• [GOAL OF THE EXERCISE] Nothing but the lines below between the line holding "positive clicks: (234, 327) (240, 332)" and the line holding "330L249 328L243 320L230", inclusive, should appear in the answer, each set down exactly.

(Segmentation mask data)
########################################

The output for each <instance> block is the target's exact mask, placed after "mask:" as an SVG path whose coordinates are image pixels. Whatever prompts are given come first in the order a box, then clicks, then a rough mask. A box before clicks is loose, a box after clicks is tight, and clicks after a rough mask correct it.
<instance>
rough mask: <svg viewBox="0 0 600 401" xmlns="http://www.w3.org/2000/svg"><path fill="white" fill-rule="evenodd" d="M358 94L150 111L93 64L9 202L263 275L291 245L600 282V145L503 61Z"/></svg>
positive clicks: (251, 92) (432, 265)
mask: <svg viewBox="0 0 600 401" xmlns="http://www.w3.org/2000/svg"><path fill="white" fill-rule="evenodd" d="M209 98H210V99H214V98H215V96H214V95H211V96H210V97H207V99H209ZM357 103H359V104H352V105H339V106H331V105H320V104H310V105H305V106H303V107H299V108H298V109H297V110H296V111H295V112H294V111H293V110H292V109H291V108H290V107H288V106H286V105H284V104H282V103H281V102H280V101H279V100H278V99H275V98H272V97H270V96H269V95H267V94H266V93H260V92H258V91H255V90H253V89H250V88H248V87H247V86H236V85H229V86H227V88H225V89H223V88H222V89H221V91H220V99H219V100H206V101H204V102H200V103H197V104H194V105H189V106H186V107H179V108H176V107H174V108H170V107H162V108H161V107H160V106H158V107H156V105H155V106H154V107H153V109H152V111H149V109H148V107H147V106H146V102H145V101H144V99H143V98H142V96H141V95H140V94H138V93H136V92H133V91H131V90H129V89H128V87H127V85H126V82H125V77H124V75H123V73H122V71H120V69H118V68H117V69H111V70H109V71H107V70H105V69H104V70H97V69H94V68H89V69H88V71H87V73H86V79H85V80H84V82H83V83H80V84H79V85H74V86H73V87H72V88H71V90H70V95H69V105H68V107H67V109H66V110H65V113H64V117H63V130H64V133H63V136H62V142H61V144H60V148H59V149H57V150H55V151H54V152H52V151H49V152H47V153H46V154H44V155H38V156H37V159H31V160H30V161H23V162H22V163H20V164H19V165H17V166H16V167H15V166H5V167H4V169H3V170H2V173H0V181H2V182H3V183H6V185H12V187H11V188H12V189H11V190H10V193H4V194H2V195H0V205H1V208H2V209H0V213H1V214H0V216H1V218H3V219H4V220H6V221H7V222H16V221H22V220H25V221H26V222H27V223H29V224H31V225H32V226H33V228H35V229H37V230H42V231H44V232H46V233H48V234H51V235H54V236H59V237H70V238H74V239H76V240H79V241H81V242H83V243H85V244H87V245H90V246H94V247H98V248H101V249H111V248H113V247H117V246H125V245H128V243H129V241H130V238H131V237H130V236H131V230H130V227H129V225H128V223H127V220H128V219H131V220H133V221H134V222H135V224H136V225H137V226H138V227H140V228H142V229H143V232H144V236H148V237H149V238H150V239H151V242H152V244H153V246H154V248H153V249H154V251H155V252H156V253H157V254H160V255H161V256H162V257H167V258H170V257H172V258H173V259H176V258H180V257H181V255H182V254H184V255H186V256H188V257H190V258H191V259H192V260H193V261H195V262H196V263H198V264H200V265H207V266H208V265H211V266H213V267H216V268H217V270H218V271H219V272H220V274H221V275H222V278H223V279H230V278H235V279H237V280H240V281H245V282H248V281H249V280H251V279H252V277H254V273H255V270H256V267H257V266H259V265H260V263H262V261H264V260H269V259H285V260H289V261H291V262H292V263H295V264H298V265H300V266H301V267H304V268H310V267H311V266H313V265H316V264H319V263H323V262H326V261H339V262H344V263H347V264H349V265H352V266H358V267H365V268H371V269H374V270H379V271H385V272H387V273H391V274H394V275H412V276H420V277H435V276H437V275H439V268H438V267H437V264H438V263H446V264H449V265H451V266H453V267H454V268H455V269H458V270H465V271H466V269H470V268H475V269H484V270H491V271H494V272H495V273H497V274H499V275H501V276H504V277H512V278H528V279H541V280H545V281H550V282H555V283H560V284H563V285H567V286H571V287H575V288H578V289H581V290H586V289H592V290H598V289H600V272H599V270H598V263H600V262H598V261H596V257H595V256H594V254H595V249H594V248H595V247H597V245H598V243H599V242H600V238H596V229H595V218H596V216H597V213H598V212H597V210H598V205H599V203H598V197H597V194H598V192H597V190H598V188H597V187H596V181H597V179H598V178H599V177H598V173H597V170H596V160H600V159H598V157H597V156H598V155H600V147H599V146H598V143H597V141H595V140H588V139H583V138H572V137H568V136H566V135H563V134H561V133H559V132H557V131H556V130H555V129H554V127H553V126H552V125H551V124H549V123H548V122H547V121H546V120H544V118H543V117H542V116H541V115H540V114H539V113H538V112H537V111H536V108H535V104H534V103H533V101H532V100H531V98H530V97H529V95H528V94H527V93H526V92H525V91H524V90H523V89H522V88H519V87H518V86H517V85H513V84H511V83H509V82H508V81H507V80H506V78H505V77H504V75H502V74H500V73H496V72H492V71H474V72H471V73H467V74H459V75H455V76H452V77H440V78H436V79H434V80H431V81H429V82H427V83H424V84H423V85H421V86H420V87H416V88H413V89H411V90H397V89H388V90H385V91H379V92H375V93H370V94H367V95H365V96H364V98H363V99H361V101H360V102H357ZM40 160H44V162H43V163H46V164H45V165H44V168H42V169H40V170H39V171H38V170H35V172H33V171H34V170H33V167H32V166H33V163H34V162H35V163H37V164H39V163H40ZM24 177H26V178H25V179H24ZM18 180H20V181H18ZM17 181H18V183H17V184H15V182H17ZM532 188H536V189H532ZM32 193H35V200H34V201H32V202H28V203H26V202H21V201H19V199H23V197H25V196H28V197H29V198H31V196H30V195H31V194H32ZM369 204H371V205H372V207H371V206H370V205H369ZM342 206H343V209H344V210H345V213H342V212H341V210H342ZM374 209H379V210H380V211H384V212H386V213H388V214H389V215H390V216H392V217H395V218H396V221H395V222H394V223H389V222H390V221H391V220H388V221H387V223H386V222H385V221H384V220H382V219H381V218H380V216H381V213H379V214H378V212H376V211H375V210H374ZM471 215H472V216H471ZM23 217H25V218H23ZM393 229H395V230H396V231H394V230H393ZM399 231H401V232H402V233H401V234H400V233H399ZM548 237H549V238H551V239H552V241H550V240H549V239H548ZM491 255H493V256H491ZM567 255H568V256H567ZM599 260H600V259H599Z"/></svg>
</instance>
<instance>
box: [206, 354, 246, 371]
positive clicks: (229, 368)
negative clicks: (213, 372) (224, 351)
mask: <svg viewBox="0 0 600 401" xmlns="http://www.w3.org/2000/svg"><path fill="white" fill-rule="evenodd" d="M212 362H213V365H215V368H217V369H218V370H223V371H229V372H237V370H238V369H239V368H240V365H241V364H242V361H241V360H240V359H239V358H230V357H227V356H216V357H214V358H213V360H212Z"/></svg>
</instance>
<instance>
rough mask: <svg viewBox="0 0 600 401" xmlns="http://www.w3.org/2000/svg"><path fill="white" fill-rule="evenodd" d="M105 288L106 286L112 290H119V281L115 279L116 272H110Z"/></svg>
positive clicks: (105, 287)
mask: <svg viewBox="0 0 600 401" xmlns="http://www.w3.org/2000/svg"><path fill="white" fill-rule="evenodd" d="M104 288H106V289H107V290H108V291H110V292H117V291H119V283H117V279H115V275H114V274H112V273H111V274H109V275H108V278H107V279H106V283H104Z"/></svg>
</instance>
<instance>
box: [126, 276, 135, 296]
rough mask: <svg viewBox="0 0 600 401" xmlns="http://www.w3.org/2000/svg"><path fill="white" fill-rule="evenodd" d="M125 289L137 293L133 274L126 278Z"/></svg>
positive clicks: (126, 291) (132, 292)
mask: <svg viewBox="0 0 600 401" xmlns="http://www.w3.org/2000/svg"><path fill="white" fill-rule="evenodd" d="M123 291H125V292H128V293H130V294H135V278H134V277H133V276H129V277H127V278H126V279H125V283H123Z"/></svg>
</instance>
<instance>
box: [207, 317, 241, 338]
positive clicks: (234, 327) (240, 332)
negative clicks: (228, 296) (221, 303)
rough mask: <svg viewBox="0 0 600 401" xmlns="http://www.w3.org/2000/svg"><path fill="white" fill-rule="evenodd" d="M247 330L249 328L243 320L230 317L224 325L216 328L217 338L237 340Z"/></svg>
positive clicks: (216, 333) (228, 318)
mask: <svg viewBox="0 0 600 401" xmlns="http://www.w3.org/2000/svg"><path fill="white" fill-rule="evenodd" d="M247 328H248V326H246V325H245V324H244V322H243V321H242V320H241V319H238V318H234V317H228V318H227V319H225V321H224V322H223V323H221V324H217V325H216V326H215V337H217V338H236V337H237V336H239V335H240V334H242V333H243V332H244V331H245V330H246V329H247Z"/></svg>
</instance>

########################################

• [OUTPUT OF THE EXERCISE]
positive clicks: (234, 327) (240, 332)
negative clicks: (228, 296) (221, 303)
rough mask: <svg viewBox="0 0 600 401" xmlns="http://www.w3.org/2000/svg"><path fill="white" fill-rule="evenodd" d="M247 330L249 328L243 320L230 317L224 325L216 328L217 338L237 340Z"/></svg>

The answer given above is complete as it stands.